GIVEN REQUEST → The required result is the exact run of lines beginning at the one containing "mark: the broth surface" and ending at the last line of the entries.

EXTRACTED ENTRIES →
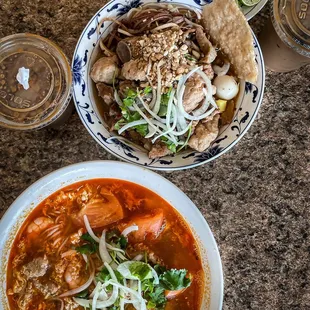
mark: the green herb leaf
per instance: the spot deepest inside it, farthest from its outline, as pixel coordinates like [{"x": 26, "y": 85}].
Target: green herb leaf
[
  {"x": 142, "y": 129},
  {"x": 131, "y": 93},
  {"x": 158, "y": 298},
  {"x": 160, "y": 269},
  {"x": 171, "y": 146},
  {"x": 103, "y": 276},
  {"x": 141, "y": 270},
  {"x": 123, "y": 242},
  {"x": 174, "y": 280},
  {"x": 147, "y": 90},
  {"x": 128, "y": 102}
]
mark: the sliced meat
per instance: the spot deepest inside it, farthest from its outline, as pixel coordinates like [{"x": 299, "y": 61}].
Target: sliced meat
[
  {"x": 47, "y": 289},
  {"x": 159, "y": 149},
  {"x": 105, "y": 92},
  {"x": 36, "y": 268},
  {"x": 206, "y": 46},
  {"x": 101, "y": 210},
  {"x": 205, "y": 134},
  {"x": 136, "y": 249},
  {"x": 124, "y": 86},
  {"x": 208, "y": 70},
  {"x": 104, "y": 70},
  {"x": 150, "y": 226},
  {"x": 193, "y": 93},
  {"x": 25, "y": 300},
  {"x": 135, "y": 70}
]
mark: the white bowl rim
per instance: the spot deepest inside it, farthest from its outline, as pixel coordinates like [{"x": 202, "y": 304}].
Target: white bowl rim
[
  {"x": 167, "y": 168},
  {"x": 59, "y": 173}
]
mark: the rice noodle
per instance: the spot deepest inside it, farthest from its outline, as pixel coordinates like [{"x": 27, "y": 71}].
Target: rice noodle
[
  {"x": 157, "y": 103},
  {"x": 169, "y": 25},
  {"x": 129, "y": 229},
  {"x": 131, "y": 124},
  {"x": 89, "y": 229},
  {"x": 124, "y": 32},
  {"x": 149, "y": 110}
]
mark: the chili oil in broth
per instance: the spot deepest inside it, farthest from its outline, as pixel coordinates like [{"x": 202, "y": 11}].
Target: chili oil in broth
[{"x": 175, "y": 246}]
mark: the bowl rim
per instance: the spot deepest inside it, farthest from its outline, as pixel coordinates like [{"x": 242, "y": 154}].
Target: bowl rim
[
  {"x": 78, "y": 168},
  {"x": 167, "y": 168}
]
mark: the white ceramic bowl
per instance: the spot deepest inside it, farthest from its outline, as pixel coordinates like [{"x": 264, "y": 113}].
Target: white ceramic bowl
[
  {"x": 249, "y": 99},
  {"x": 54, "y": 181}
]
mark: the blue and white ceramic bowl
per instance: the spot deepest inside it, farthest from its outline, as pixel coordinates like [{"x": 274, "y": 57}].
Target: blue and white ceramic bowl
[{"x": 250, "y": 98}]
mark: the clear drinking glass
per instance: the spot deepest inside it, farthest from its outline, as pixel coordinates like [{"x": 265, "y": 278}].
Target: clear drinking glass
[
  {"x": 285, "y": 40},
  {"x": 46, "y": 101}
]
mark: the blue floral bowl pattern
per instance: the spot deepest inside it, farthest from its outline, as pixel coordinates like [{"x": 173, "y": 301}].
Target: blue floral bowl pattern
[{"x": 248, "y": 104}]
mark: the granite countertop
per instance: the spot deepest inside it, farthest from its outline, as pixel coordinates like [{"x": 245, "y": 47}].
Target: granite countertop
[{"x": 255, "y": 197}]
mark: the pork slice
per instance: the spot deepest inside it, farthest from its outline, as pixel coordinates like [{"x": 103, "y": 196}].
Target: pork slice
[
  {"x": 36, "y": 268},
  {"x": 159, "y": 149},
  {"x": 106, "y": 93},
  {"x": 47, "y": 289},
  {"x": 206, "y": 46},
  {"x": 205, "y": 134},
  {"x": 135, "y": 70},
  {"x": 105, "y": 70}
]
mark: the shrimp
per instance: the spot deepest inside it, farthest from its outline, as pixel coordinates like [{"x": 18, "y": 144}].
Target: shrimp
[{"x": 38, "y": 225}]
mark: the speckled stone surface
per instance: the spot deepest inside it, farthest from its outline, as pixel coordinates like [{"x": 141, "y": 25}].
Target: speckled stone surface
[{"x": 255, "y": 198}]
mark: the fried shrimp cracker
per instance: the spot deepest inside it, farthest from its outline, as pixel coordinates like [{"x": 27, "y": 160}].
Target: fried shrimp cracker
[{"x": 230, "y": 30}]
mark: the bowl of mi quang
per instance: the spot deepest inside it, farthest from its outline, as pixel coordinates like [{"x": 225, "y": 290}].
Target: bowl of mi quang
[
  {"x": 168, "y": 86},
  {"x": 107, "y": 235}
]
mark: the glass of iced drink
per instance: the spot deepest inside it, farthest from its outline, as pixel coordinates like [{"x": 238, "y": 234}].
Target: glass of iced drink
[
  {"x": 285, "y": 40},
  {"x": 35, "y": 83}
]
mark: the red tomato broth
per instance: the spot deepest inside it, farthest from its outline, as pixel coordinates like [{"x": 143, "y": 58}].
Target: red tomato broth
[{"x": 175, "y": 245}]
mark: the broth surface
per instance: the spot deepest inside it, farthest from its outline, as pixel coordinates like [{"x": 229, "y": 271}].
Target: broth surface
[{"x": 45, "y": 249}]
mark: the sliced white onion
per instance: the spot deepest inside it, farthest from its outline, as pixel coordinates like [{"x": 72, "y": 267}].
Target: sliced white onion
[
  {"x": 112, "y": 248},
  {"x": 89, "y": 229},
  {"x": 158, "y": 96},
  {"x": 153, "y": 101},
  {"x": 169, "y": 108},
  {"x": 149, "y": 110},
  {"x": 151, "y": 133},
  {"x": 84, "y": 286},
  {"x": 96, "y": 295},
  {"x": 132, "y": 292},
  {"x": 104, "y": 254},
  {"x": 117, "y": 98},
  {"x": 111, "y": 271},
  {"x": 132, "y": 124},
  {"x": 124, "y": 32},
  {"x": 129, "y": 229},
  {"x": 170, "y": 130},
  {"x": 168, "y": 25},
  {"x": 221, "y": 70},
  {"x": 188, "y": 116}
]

TASK RESPONSE →
mark: the broth surface
per instance: the spot deepest inside it, farthest from its outline, as pixel coordinates like [{"x": 229, "y": 271}].
Target: broth surface
[{"x": 45, "y": 249}]
mark: the sliced white onion
per instance: the spot deepest inside it, farthest from its outline, as pixel coordinates like [{"x": 72, "y": 267}].
Target: sliced white onion
[
  {"x": 112, "y": 248},
  {"x": 89, "y": 229},
  {"x": 158, "y": 96},
  {"x": 153, "y": 101},
  {"x": 169, "y": 108},
  {"x": 149, "y": 110},
  {"x": 151, "y": 133},
  {"x": 84, "y": 286},
  {"x": 96, "y": 295},
  {"x": 132, "y": 292},
  {"x": 104, "y": 254},
  {"x": 117, "y": 98},
  {"x": 111, "y": 271},
  {"x": 132, "y": 124},
  {"x": 124, "y": 32},
  {"x": 129, "y": 229},
  {"x": 170, "y": 130},
  {"x": 168, "y": 25},
  {"x": 221, "y": 70},
  {"x": 188, "y": 116}
]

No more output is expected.